* [PROMPT]:
Every entry needs to be printed exactly, please.

━━━━━━━━━━━━━━━━━━━━━━━━━━━━━━

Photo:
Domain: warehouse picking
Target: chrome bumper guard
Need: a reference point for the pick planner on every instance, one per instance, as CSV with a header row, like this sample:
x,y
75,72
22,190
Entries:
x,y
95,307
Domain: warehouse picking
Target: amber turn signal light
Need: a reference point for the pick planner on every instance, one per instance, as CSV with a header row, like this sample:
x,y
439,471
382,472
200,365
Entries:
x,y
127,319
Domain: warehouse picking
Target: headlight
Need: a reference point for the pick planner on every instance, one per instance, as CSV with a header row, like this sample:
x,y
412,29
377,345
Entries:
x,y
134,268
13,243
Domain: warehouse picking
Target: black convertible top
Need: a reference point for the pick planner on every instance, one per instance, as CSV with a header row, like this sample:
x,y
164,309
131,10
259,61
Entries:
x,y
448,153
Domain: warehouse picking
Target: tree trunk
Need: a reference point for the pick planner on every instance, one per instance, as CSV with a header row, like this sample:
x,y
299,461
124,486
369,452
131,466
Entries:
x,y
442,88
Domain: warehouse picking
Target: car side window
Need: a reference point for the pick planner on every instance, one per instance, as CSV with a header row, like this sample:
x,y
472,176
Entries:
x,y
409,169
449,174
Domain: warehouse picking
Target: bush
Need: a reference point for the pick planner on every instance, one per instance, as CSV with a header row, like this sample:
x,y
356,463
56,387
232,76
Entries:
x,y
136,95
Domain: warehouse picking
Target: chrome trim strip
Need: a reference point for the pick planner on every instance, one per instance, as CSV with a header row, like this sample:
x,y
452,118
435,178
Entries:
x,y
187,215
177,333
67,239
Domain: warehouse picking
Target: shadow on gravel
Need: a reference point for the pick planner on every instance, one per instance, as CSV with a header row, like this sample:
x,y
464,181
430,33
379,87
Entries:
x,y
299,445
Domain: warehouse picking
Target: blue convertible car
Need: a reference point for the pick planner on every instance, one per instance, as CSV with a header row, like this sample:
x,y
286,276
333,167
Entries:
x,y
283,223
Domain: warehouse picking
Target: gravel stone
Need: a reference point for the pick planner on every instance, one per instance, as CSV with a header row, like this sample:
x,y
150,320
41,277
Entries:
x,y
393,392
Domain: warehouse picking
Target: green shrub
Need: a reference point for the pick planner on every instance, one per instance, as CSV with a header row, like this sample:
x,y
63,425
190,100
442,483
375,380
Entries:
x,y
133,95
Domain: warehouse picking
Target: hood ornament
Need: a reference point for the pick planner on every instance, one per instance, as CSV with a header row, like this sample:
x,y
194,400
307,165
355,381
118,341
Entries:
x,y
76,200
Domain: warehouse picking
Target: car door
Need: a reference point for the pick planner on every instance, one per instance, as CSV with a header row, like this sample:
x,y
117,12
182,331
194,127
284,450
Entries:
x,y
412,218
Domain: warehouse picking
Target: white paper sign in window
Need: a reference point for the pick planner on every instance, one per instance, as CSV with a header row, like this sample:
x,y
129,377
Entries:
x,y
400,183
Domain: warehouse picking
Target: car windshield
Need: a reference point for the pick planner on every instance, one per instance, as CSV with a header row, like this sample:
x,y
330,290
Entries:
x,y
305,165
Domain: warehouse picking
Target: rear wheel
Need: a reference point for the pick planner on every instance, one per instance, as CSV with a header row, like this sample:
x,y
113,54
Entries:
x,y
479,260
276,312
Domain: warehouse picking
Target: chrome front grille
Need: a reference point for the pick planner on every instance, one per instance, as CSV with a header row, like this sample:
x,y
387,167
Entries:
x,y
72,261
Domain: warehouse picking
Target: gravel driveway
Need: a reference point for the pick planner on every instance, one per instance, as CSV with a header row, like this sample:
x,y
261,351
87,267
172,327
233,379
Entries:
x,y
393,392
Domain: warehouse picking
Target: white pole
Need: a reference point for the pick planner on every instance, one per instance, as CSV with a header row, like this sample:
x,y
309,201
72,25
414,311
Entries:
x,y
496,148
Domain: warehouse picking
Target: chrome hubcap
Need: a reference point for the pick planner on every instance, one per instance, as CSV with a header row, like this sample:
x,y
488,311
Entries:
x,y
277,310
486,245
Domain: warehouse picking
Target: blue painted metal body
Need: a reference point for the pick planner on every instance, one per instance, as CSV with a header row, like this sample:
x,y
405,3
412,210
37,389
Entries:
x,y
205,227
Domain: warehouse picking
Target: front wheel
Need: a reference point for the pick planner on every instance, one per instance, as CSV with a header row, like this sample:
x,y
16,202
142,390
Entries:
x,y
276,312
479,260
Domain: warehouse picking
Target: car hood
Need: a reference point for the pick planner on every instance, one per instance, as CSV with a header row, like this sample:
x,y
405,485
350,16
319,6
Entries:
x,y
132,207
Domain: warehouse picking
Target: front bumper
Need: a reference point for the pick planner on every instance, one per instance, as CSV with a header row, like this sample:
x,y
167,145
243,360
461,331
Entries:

━━━━━━━━━━━━━━━━━━━━━━━━━━━━━━

* [FULL ANSWER]:
Photo:
Domain: warehouse picking
Target: chrome bumper guard
Need: a reference point for the pick planner on every instance, one per instance, as CSV with a header row, like this sample:
x,y
75,72
22,190
Entries:
x,y
95,307
Domain: warehouse picking
Target: amber turn signal light
Need: a reference point for the pick planner on every instance, one per instance, as CSV with a header row, like this sample:
x,y
439,471
382,472
200,365
Entries:
x,y
127,319
Domain: warehouse picking
Target: headlight
Need: a reference point for the pick planner on every instance, one per instance, as CSV with a header row, like this sample:
x,y
412,29
377,345
Entries:
x,y
134,268
13,243
Domain: warehouse picking
Target: black convertible top
Need: a reference point for the pick planner on every instance, one per instance, as CSV with a header row, like this sample:
x,y
164,309
131,10
259,61
Entries:
x,y
448,153
Domain: warehouse picking
Target: tree trunk
Need: a reference point for the pick planner on every instance, one per instance, as CSV with a header row, like this sample:
x,y
299,461
124,486
369,452
131,466
Entries:
x,y
442,88
Domain: warehouse picking
Target: car side window
Need: a reference point for the pick planner on every instance, one per instance, as CSV with a header row, like this sample:
x,y
472,176
Entries:
x,y
409,169
449,174
Domain: warehouse picking
Target: bush
Need: a reference point for the pick planner on every instance, one per instance, as CSV with a header row, like this sample:
x,y
356,463
56,387
232,76
Entries:
x,y
136,95
Domain: warehouse picking
Target: chrome trim strip
Need: a reference point for the pick planner on every instance, one per instance, as CSV with a header row, like this sample:
x,y
452,118
435,178
Entries:
x,y
187,215
177,333
67,239
Domain: warehouse picking
Target: shadow on gravel
Need: a reference point for the pick planner on every instance, one per instance, as CSV with a header row, like this sample:
x,y
464,181
430,33
379,87
Entries:
x,y
299,445
Domain: warehouse picking
Target: blue convertible car
Need: a reference point for the pick planner on every instance, one per instance, as CSV with a header row, like this sample:
x,y
286,276
333,167
Entries:
x,y
283,223
Domain: warehouse picking
Target: gravel stone
Need: a reference point for the pick planner on every instance, one per instance, as CSV with a header row, like this sample:
x,y
150,320
41,277
Entries:
x,y
393,392
Domain: warehouse picking
Target: green shrub
Need: a reference point for the pick planner on every instance, one per instance, as CSV with a header row, like this sample:
x,y
63,425
190,100
442,483
375,380
Entries:
x,y
133,95
Domain: warehouse picking
Target: hood ornament
Need: a reference point for the pick planner on every instance, one per instance, as CSV with a header row, like this sample:
x,y
194,400
307,165
355,381
118,341
Entries:
x,y
76,200
Domain: warehouse picking
Target: car door
Need: a reference point for the pick planner on every instance, one per instance, as CSV with a header row, like this sample:
x,y
117,12
182,331
194,127
284,450
Entries:
x,y
412,218
Domain: warehouse picking
Target: white paper sign in window
Need: a reference point for the pick planner on every instance, one per instance, as CSV with a header row, like this sample:
x,y
129,377
Entries:
x,y
400,183
Domain: warehouse picking
Target: car windshield
Need: a reference point for the pick planner on every instance, one per instance, as CSV with a header row, like this sample:
x,y
330,290
Entries:
x,y
305,165
Domain: warehouse picking
Target: rear wheel
Need: a reference point for the pick planner on every instance, one per instance, as CSV with a header row, like this sample:
x,y
113,54
Entries:
x,y
479,260
276,312
Domain: warehouse picking
Target: chrome front grille
Need: a reference point for the pick planner on every instance, one per instance, as CSV with a header row, like this sample:
x,y
387,167
Entries:
x,y
72,261
Domain: warehouse picking
Target: gravel driveway
Need: a reference point for the pick planner on every instance, one per instance, as CSV with a header row, like this sample:
x,y
261,351
87,267
172,327
233,379
Entries:
x,y
393,392
Domain: warehouse picking
Target: white pole
Need: a reference point for the pick planner on every instance, one per instance, as CSV with a header row, like this sample:
x,y
309,201
72,25
414,311
Entries:
x,y
496,148
Domain: warehouse picking
Target: chrome hubcap
Need: a reference point for the pick planner on every instance, one per instance, as CSV with a header row, like this sample:
x,y
488,311
Entries:
x,y
277,310
486,245
Domain: warehouse picking
Target: blue painted metal body
Need: a reference point for the pick planner on every instance, one per instance, as CSV with a header row, like this sample:
x,y
405,3
412,210
37,389
Entries:
x,y
205,227
Domain: warehouse picking
Target: front wheel
Need: a reference point for the pick planner on every instance, one per instance, as CSV with a header row, like this sample:
x,y
16,202
142,390
Entries:
x,y
276,312
479,260
Domain: warehouse picking
Target: car hood
Need: a reference point for the pick planner on every instance, one per instance, as CSV with a header row, like this sample:
x,y
405,485
350,16
319,6
Entries:
x,y
132,207
Domain: warehouse picking
Target: front bumper
Need: a reference point for the pick planner on every instance, one per instance, as CSV with a header row, like this sample:
x,y
167,145
243,360
461,331
Entries:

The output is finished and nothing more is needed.